--- Records for the task ---

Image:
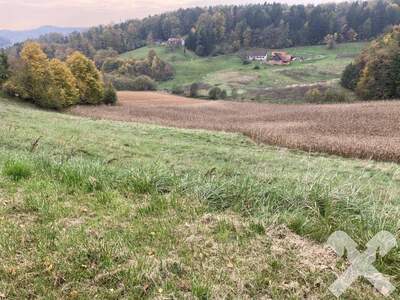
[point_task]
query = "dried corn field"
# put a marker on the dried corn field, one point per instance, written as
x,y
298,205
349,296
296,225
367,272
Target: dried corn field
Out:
x,y
364,130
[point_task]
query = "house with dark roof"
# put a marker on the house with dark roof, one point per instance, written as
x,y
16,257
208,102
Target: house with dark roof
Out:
x,y
176,42
281,58
257,55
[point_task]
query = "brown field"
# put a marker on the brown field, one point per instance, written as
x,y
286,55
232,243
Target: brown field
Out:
x,y
364,130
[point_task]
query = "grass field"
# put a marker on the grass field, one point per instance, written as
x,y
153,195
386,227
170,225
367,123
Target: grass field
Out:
x,y
362,130
121,210
227,71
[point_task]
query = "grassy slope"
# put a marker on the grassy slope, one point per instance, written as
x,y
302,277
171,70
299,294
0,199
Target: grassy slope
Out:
x,y
320,65
127,210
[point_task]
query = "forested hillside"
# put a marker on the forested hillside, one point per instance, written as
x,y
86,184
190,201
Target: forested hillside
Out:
x,y
225,29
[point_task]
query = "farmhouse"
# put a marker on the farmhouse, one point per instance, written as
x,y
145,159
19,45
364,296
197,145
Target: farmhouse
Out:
x,y
281,58
176,42
257,55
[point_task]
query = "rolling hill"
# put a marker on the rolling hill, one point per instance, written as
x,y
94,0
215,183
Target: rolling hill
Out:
x,y
10,37
249,82
125,210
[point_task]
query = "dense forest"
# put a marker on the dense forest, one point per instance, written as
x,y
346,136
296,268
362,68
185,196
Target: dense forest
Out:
x,y
225,29
375,74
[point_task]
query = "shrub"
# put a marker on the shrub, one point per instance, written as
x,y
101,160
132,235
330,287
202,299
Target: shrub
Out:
x,y
194,90
110,95
124,83
217,93
313,95
145,83
351,76
17,170
111,65
89,81
328,96
177,90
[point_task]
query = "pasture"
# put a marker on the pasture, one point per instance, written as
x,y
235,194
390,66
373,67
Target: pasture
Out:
x,y
272,83
363,130
125,210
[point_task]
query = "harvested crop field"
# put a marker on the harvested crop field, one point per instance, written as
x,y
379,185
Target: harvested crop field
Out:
x,y
364,130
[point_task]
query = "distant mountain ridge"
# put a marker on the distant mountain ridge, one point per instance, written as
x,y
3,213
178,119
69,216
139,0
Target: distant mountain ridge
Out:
x,y
10,37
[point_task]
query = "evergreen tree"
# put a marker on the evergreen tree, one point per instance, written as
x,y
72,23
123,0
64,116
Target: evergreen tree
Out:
x,y
4,67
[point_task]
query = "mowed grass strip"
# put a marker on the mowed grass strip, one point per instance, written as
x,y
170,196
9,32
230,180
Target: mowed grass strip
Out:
x,y
121,210
368,130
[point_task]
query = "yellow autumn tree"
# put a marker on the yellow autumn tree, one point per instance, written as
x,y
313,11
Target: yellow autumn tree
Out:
x,y
89,80
36,69
63,89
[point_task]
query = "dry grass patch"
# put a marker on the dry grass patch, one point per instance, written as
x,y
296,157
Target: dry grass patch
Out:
x,y
363,130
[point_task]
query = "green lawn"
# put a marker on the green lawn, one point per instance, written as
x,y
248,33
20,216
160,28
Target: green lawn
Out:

---

In the data above, how many lines hold the word "mowed"? Give only the number.

# Output of the task:
3